Text extract
Then in the next paragraph:

In sum, the Tribunal considers that the applicant’s account of his activities in China lacks credibility.

So what you have in this case is the Tribunal taking conduct in Australia into account in assessing the credit of the applicant and treating that conduct leading to a finding of credit which undermines the credibility of his testimony about what occurred in China.  That is the way in which the Tribunal used what had occurred in Australia.  In SZJXO the use made of the conduct in Australia was just a little different.  The decision record begins at page 19 and the findings begin at page 28.  Picking those up at page 29, line 18, it is said:

The Applicant claims that if he returns to China he will be imprisoned for his involvement with Falun Gong, including pasting Falun Gong material on walls in his town and taking part in Falun Gong protests in Australia.

Then at line 40, dealing with the first of those two elements, that is, pasting Falun Gong material on walls in his town, it is said:

In the first place I am not satisfied, on the basis of his oral evidence at the hearing, that the Applicant was a Falun Gong practitioner in China. 

The balance of that paragraph deals with that point, but the Tribunal is simply not satisfied, without taking into account, well, anything in Australia that what he says about what happened in China can be accepted.  Then in the next paragraph, about line 58, it is said:

In this context I have considered the Applicant’s claims that he has involved himself in Falun Gong activities since his arrival in Australia at a number of sites in Sydney.

That is rejected on the basis that the Tribunal is not satisfied that this involvement means that he became a Falun Gong practitioner and was satisfied that his involvement was for no other purpose than to strengthen his claim.  So that was put out of account by reference to section 91R(3).  Then at the bottom of page 30 the Tribunal asks itself a further question about what might happen in the future.  The second sentence at about line 54 is:

Given my findings about the nature and motives for his contacts with Falun Gong in Australia I am not satisfied that there is any reason to believe that he would become a Falun Gong practitioner if he returned to China or that he would have any significant involvement with the Falun Gong faith there.

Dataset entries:
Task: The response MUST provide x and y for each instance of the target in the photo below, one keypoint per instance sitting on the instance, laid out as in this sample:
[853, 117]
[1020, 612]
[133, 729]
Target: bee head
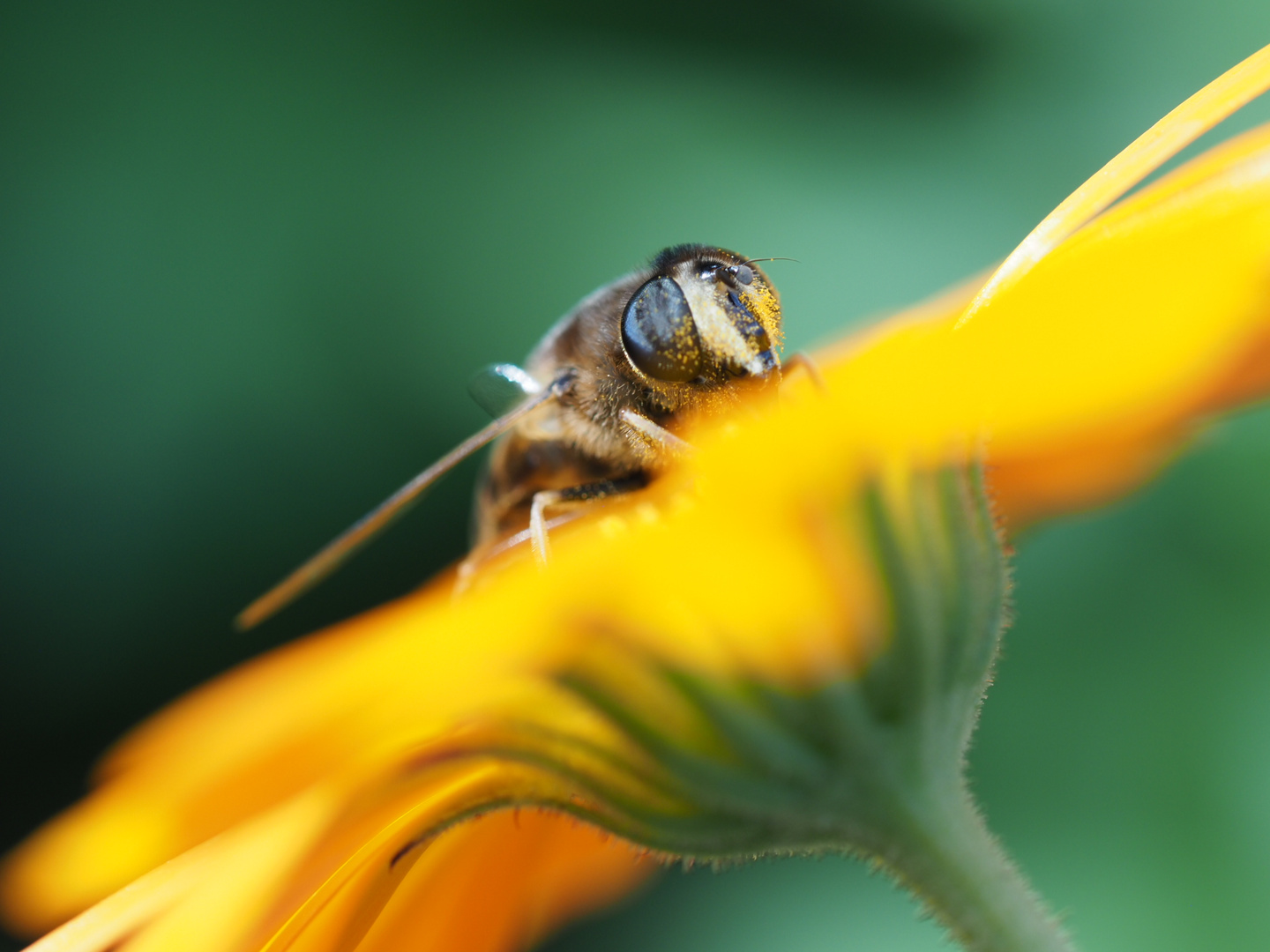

==

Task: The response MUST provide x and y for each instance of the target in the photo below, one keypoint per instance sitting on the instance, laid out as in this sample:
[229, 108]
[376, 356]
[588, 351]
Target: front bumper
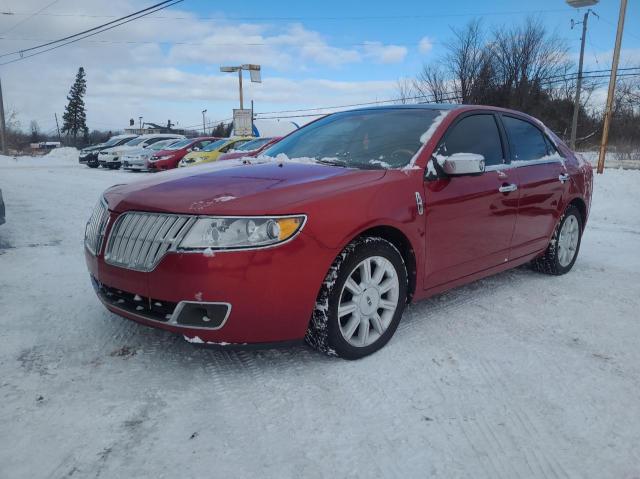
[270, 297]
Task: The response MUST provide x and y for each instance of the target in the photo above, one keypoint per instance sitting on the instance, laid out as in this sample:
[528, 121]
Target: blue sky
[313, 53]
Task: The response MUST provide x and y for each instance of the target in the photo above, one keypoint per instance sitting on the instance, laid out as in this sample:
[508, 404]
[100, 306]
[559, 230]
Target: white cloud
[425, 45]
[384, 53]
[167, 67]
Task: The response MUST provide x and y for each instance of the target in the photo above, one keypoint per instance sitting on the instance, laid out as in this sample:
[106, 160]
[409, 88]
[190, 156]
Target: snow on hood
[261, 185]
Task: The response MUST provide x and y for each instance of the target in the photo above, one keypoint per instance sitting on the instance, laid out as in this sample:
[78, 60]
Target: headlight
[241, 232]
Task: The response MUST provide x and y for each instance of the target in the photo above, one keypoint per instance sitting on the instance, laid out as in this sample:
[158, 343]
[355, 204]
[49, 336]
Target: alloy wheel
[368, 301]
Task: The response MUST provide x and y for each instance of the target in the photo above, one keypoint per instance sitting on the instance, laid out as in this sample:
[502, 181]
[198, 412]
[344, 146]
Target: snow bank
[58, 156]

Problem to solve
Pick up the transcript about the Tribunal's Falun Gong findings and continue it from its last sentence. The records were taken from a different source than the text.

Task result
So what the Tribunal is doing in this case is taking conduct in Australia into account in forming an opinion as to the likely behaviour of the applicant if he were returned to China, slightly different from the other case where it was taken into account in credit in determining past facts.  Here it is taken into account in forming an opinion as to what this applicant is likely to do in the future.

FRENCH CJ:   There is not necessarily a logical connection between those two things unless you imply some finding as to credit about his evidence in relation to his future intention.

MR GAGELER:   That is right, and one already has that.  Yes, that is right.

HAYNE J:   But equally too, express it in terms of a finding may mask the fact that it is absence of a finding.  “I am not satisfied that” – and that is not unimportant, I would have thought, that the Tribunal is not persuaded that it is likely that.  The connection seemingly drawn being, at the head of page 30, “I am not persuaded that he did this for reasons other than boosting the claim, I am therefore not persuaded that it is shown that”.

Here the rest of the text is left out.